Excerpt:
####################

RSA stands for Rivest-Shamir-Adleman, who first described the algorithm in 1977. It is used in public-key cryptography. RSA is essential for modern internet protocols. Key applications are

• TLS/SSL. Whenever you visit a secure website, RSA is used to exchange symmetric session key
• Digital signatures. RSA provide a way to verify authenticity and integrity of a message. Sender uses private key to “sign” a document. Then recipient uses public key to verify the signature
• Email security. Protocols like PGP use RSA to encrypt emails
• VPN. RSA is used during the setup of secure VPN connection to authenticate parties
• Cryptocurrency and blockchain. RSA is used in key management and signing. But for most cases Elliptic Curve Cryptography is used instead of RSA

Public key cryptography

RSA is asymmetric encryption algorithm. This means it uses pair of keys

• public key: can be shared with anyone
• private key: must be kept secret

Public key is used for encryption, private key is used for decryption.

why rsa is so important

RSA solves very important problem: how to exchange encryption keys, before establishing secure connection? This was often a logistical challenge. RSA bypasses this issue, by never sharing a secret key. Instead, only an encryption key is shared.

mathematical asymmetry

The key concept that makes RSA so resilient is the asymmetry of computational difficulty between two mathematical operations: multiplication and prime factorization.

• easy direction: multiplication. It is simple, even for huge numbers. Straightforward process that takes a computer milliseconds.
• hard direction: factorization. Guessing what was prime factors of for large numbers is computationally intensive. It can take thousands of years to complete, even for supercomputers

generating Public key

Public key is a tuple (e,n).

• e – encryption exponent
• n – RSA modulus
• p – relatively big prime number
• q – relatively big prime number

n = p*q

to calculate e, we must first find euler totient (φ):

φ = (p-1)(q-1)

and e is coprime to that number:

• no common factors other than 1. In other words, greatest common divisor of e and (p-1)(q-1) is 1

Common choice for e is 2^16+1. It is a prime number, and binary representation 10000000000000001 makes it computationally efficient. It is also large enough to avoid security risks associated with small exponents.

example of public key

Lets calculate simple public key

p=5
q=11
n=p*q=55
φ = (p-1)(q-1) = 4*10 = 40
e = 3
(e,n) = (3,55)

Our public key is (3,55)

encrypting the message

To encrypt the message, sender has to calculate number c:

c ≡ m^e (mod n)

• m: original message
• e: exponent, taken from public key
• n: modulus, taken from public key

Assume, that we want to send the number 7 (for any reason). In practice, ASCII table can be used to convert letters to numbers first.

m = 7
c ≡ 7^3 (mod 55) ≡ 343 (mod 55) ≡ 13

decrypting message

To decrypt, first we need to solve this equation:

de = 1 (mod φ ) = 1 (mod((p-1)(q-1))
3d ≡ 1 (mod 40)
d ≡ 27 (mod 40)

by having d, we can decrypt the message:

• m: decrypted message
• c: encrypted message
• d: private, decryption exponent
• n: rsa modulus

m ≡ c^d (mod n)
m ≡ 13^27 (mod 55) ≡ 7

####################

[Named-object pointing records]
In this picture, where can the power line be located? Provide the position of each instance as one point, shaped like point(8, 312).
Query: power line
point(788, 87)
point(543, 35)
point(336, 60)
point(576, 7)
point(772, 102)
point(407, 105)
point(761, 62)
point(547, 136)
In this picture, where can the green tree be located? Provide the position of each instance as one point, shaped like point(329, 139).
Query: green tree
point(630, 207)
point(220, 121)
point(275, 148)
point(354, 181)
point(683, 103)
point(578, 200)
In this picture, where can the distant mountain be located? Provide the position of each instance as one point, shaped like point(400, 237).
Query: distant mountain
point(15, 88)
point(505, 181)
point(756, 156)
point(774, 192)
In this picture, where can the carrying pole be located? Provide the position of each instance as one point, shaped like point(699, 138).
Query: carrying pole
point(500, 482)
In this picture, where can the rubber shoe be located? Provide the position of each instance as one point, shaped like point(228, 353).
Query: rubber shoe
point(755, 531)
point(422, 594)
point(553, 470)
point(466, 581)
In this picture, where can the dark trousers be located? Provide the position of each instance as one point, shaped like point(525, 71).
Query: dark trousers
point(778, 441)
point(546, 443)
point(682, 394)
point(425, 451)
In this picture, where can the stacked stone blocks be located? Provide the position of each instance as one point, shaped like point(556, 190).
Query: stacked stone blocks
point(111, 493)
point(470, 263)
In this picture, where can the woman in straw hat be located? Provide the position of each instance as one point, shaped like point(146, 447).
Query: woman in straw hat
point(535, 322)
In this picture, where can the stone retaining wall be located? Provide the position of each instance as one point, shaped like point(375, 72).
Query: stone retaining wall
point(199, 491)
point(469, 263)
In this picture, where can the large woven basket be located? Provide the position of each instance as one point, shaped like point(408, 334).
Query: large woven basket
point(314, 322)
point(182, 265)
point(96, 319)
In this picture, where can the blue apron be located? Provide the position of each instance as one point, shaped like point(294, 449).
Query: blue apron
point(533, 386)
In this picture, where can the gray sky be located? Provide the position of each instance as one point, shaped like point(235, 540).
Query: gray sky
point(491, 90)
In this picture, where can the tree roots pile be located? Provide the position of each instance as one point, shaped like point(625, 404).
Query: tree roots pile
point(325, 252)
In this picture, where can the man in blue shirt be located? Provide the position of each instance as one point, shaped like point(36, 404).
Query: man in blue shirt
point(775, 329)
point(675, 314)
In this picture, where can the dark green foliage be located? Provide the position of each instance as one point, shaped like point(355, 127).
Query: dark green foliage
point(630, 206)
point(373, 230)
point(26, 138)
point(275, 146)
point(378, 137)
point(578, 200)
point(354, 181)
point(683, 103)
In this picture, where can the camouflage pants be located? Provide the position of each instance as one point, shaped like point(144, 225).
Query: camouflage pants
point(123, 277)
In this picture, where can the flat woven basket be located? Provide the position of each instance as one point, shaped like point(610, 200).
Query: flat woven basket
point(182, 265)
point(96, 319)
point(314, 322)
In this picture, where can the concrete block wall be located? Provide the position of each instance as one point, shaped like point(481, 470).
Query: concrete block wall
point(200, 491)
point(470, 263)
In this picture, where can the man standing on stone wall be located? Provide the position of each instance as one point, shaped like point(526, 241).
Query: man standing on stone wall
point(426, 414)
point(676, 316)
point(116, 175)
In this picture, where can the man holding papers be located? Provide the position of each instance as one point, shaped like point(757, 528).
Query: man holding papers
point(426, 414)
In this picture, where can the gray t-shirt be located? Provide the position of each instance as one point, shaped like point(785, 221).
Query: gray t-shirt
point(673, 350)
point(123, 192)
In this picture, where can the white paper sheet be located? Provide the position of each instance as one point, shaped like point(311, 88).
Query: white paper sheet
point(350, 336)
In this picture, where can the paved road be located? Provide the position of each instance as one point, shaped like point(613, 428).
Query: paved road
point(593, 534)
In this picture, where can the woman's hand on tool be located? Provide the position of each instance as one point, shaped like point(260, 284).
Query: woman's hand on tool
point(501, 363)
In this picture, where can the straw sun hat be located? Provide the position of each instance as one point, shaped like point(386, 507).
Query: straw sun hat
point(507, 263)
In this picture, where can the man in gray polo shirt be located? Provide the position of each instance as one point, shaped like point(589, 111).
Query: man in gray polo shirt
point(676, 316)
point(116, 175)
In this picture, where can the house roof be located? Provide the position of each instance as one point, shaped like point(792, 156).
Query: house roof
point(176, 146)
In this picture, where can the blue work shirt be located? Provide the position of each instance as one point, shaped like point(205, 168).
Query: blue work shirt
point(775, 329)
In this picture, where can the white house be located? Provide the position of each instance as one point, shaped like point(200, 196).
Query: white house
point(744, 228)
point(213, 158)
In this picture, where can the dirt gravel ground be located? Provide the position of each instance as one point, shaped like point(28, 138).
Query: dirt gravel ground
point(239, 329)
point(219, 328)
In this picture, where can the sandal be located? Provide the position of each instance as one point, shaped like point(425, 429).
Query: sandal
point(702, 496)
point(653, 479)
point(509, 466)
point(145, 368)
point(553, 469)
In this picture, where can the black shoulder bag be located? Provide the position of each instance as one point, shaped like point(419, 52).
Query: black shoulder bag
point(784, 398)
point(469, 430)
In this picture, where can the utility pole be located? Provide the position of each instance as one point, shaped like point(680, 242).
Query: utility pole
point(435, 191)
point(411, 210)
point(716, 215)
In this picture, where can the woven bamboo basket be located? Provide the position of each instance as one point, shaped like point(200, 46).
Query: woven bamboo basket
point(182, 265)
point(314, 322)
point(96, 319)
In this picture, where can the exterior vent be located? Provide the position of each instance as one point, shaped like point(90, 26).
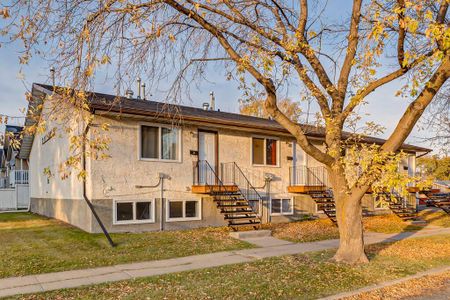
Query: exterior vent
point(129, 94)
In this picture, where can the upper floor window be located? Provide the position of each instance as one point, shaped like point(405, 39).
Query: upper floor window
point(265, 151)
point(159, 143)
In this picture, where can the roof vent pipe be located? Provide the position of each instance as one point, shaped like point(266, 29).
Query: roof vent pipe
point(143, 91)
point(139, 88)
point(52, 74)
point(129, 94)
point(212, 101)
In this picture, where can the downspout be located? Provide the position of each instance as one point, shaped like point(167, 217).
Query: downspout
point(161, 209)
point(267, 180)
point(88, 202)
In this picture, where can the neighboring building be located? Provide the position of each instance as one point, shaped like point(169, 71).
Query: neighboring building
point(13, 172)
point(209, 150)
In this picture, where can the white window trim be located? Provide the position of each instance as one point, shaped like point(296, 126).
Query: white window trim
point(134, 221)
point(184, 219)
point(179, 148)
point(281, 207)
point(265, 140)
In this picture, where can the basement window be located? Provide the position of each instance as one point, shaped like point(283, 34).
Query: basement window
point(183, 210)
point(282, 207)
point(159, 143)
point(133, 211)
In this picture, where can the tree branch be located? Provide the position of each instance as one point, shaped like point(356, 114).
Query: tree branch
point(349, 57)
point(417, 107)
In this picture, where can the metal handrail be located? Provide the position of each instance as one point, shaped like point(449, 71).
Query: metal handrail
point(305, 173)
point(240, 180)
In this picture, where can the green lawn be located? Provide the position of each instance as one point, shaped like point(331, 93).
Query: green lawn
point(32, 244)
point(307, 276)
point(323, 229)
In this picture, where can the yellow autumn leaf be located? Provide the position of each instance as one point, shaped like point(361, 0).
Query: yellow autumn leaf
point(105, 60)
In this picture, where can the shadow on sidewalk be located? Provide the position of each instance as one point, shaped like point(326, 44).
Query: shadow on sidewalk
point(408, 231)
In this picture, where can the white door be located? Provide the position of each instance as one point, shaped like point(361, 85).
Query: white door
point(207, 151)
point(298, 170)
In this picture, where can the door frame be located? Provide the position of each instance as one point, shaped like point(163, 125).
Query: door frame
point(216, 133)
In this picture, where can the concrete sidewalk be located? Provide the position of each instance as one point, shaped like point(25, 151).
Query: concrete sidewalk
point(270, 247)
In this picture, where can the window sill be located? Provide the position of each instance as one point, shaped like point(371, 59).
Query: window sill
point(266, 166)
point(159, 160)
point(133, 222)
point(183, 219)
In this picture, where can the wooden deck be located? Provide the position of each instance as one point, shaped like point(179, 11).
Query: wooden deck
point(303, 189)
point(413, 189)
point(208, 189)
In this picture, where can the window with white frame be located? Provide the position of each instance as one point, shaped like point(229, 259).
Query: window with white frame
point(183, 210)
point(159, 143)
point(264, 151)
point(282, 207)
point(133, 211)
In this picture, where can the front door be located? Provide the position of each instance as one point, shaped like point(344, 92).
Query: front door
point(207, 152)
point(298, 171)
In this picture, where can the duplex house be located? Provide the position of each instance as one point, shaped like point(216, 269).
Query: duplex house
point(13, 169)
point(178, 167)
point(13, 172)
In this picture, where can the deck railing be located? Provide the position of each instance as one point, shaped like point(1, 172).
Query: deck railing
point(308, 176)
point(18, 177)
point(232, 174)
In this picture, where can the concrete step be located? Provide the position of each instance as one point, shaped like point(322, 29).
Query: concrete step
point(250, 234)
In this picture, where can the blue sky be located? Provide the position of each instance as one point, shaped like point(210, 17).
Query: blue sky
point(383, 107)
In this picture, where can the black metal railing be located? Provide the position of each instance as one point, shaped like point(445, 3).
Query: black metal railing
point(232, 174)
point(308, 176)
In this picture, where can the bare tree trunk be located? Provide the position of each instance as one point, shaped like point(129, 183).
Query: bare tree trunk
point(349, 218)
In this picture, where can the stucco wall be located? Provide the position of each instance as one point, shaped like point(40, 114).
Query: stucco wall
point(73, 211)
point(52, 153)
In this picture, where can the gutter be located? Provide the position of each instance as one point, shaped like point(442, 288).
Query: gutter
point(426, 152)
point(86, 199)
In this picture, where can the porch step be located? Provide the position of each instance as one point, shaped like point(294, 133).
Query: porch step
point(233, 206)
point(325, 202)
point(242, 218)
point(237, 212)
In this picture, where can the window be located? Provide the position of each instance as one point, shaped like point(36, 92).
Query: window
point(133, 211)
point(183, 210)
point(159, 143)
point(282, 207)
point(264, 151)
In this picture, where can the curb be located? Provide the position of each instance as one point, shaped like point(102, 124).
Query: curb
point(386, 284)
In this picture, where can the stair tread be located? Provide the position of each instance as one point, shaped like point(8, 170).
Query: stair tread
point(245, 223)
point(243, 218)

####################

Problems to solve:
**a.** According to the RSA explainer, what is a common choice for the encryption exponent e?
**b.** Count the lines of the records that contain the string "tool". Give only the number.
The RSA explainer and the records are unrelated material.

Expected answers:
**a.** 2^16+1

**b.** 2